▶ _Problem to work on_: Would you write out the listing verbatim and skip every picture in it?

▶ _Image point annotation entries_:
-=-=-=-=-

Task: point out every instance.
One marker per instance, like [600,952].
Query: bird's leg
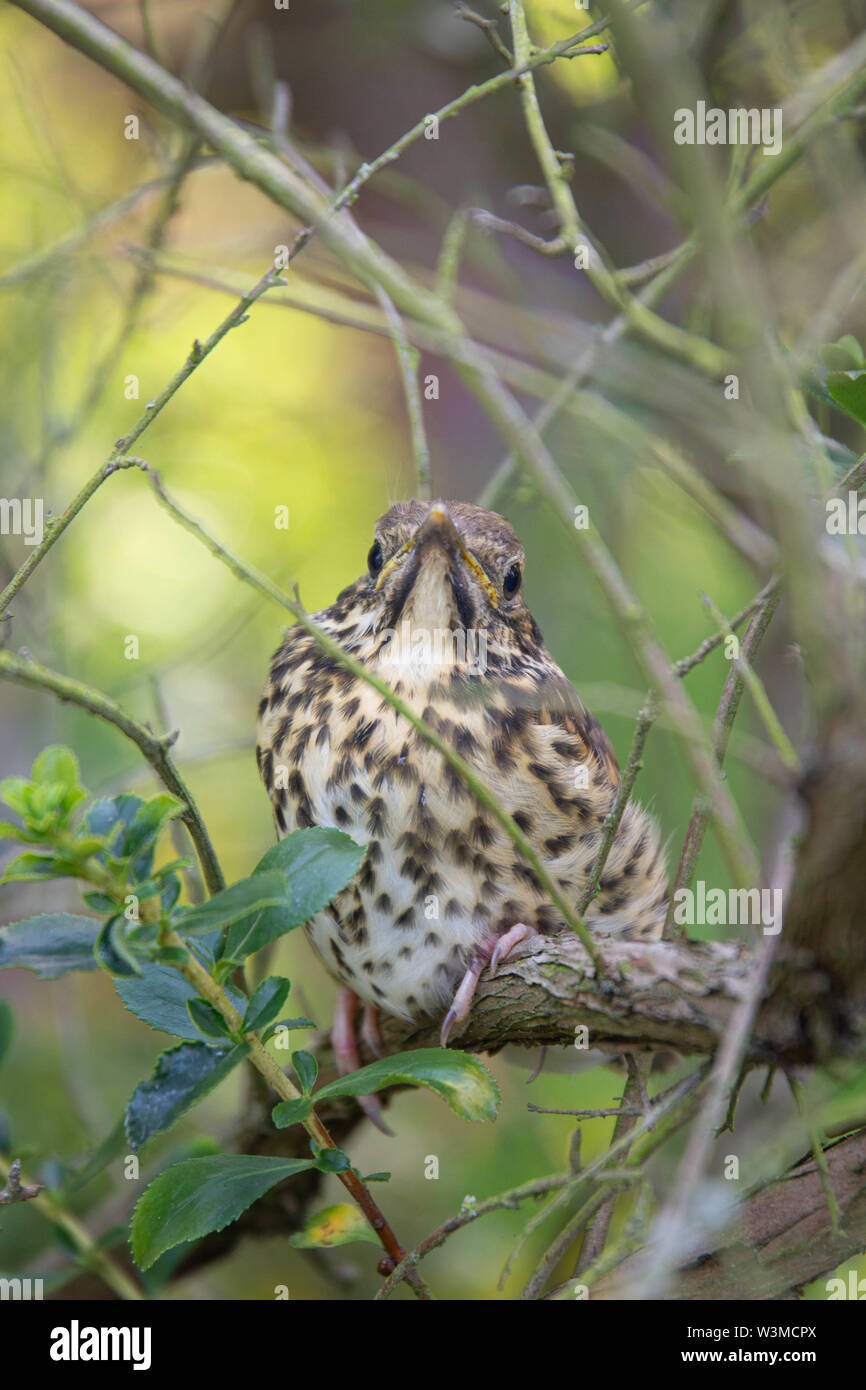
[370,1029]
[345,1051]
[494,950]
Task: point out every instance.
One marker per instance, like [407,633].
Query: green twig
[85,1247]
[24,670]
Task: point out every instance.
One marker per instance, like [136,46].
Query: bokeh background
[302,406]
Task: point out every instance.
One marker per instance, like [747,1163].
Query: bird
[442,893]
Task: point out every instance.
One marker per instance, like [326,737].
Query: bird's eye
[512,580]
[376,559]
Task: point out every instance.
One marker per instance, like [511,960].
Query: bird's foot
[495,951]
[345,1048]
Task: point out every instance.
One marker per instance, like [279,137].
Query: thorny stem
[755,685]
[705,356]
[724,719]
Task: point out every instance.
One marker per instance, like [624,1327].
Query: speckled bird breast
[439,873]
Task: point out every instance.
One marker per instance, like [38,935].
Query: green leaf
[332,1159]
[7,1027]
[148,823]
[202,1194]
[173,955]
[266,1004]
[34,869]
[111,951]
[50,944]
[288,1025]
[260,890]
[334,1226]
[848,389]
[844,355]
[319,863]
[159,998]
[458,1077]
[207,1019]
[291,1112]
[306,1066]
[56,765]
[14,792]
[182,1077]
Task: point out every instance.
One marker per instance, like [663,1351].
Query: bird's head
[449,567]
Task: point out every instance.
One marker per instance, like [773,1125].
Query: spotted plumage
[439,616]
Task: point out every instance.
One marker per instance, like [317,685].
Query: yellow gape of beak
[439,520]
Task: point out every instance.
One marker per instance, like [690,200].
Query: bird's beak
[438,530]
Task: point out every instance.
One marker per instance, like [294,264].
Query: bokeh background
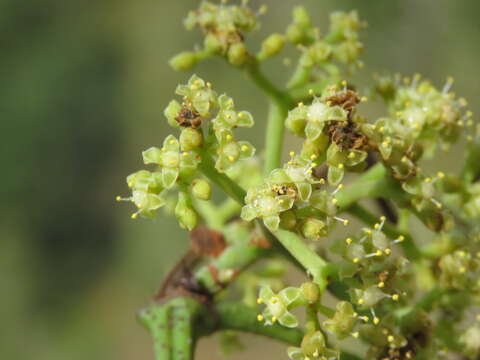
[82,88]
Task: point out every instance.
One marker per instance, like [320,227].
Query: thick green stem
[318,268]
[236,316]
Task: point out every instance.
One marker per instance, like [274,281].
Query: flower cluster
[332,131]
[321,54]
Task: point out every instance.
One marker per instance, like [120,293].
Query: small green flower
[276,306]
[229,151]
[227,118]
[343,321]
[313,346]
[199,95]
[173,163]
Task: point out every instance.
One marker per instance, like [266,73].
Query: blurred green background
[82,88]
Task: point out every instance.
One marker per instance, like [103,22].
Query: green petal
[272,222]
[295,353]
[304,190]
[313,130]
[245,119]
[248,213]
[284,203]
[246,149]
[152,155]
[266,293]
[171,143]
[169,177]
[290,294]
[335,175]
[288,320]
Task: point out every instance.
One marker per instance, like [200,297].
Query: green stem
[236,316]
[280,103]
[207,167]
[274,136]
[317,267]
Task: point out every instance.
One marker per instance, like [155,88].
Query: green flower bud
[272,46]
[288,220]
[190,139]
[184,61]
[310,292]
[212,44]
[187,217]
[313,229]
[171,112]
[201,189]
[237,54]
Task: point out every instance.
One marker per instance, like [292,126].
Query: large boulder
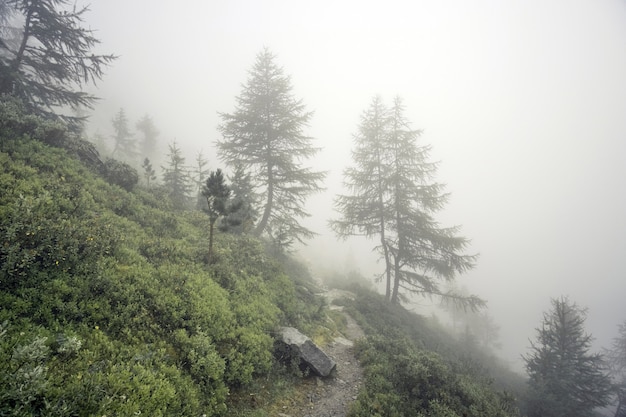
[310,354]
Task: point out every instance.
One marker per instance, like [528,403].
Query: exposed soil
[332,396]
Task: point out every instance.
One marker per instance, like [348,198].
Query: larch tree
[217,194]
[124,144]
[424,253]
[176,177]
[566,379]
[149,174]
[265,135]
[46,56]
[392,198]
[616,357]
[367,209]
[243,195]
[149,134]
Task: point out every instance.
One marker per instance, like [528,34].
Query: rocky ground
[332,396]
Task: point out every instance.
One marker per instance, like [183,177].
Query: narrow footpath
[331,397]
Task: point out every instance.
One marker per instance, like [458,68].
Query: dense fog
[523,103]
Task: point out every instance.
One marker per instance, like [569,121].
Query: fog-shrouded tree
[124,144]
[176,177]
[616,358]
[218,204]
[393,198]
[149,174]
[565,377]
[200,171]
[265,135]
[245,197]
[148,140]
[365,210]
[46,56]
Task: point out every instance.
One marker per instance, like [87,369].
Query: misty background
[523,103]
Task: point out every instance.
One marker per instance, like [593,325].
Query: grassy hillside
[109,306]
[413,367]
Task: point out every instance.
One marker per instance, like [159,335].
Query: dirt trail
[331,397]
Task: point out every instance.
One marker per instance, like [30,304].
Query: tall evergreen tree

-=-=-=-=-

▶ _Solution to the exercise_:
Task: point out every instance.
One marker per instance, like [600,952].
Query: bird's leg
[370,1029]
[345,1051]
[494,950]
Task: point out every instance.
One marker per instance, like [407,633].
Query: green twig
[85,1247]
[24,670]
Task: point out every instance.
One marker per instance, like [136,46].
Query: bokeh background
[302,406]
Task: point out every instance.
One marker per instance, like [747,1163].
Query: bird
[442,893]
Task: point out every instance.
One marker per instance, like [326,737].
Query: bird's eye
[512,580]
[376,559]
Task: point out every instance.
One marker per instance, like [511,960].
Query: bird's foot
[495,951]
[345,1048]
Task: point out every instance.
One marker per instance, like [279,137].
Query: thorny stem
[755,685]
[705,356]
[724,719]
Task: point out every instance.
One marker per instance, like [624,1327].
Query: speckled bird breast
[439,873]
Task: point out every instance.
One marker per instance, like [38,935].
Query: green leaf
[332,1159]
[7,1027]
[148,823]
[202,1194]
[173,955]
[266,1004]
[34,869]
[111,951]
[50,944]
[288,1025]
[260,890]
[334,1226]
[848,389]
[844,355]
[319,863]
[159,998]
[458,1077]
[207,1019]
[291,1112]
[306,1066]
[56,765]
[14,792]
[182,1077]
Task: point out every instance.
One marker per instance, like [663,1351].
Query: bird's head
[449,567]
Task: point out every instance.
One marker per instance, like [773,1125].
Query: spotted plumage
[439,616]
Task: point out every instance.
One marker per instance, like [317,685].
Query: yellow gape of beak
[439,520]
Task: point out every instance.
One marker per instance, like [690,200].
Query: bird's beak
[438,530]
Task: point out every instance.
One marker per instance, like [294,264].
Query: bokeh background
[82,88]
Task: point out every instance.
One marker per instance, like [320,227].
Query: thick green stem
[318,268]
[236,316]
Task: point out every instance.
One marker per instance, like [274,281].
Query: flower cluster
[332,131]
[321,54]
Task: point out every instance.
One marker per instance, like [120,293].
Query: small green flower
[276,306]
[229,151]
[227,118]
[343,321]
[313,346]
[199,95]
[173,163]
Task: point out every instance.
One marker per instance, like [266,73].
Query: blurred green background
[82,88]
Task: point out every instance.
One marker per instance, like [103,22].
Query: green petal
[272,222]
[295,353]
[304,190]
[313,130]
[245,119]
[248,213]
[284,203]
[246,149]
[152,155]
[266,293]
[171,143]
[169,177]
[290,294]
[335,175]
[288,320]
Task: point out every instance.
One marker per instance, like [200,297].
Query: green stem
[236,316]
[280,103]
[207,167]
[274,136]
[317,267]
Task: point out every instance.
One marker per instance, like [155,88].
Query: green flower bud
[272,46]
[288,220]
[190,139]
[184,61]
[310,292]
[212,44]
[187,217]
[313,229]
[171,112]
[201,189]
[237,54]
Task: point out every instance.
One marker per instance, like [292,126].
Query: large boulder
[310,354]
Task: point out every instance.
One marker per instance, like [528,403].
Query: exposed soil
[332,396]
Task: point out every instance.
One marker per instance, like [348,198].
Query: larch tree
[217,194]
[124,144]
[424,253]
[176,177]
[566,379]
[149,174]
[265,135]
[46,56]
[392,198]
[616,357]
[367,209]
[243,195]
[149,134]
Task: point out every instance.
One marker per instance, like [528,34].
Query: rocky ground
[332,396]
Task: point out every instance.
One marker per instance, like [183,177].
Query: narrow footpath
[331,397]
Task: point out every instance.
One marker per instance, like [458,68].
Query: dense fog
[523,103]
Task: point out every instance.
One marker per instance, like [569,121].
Query: fog-shrouded tree
[124,144]
[176,177]
[616,358]
[218,204]
[393,198]
[149,174]
[565,377]
[200,171]
[265,135]
[245,197]
[148,140]
[365,210]
[46,56]
Task: point out every instance.
One marker per instance, like [87,369].
Query: misty background
[523,103]
Task: point out every instance.
One marker per instance, like [593,325].
Query: grassy hillside
[109,306]
[413,367]
Task: point out every instance.
One marker per instance, like [159,335].
Query: dirt trail
[331,397]
Task: point out every instance.
One marker per instance, like [30,304].
Query: tall evergreen tree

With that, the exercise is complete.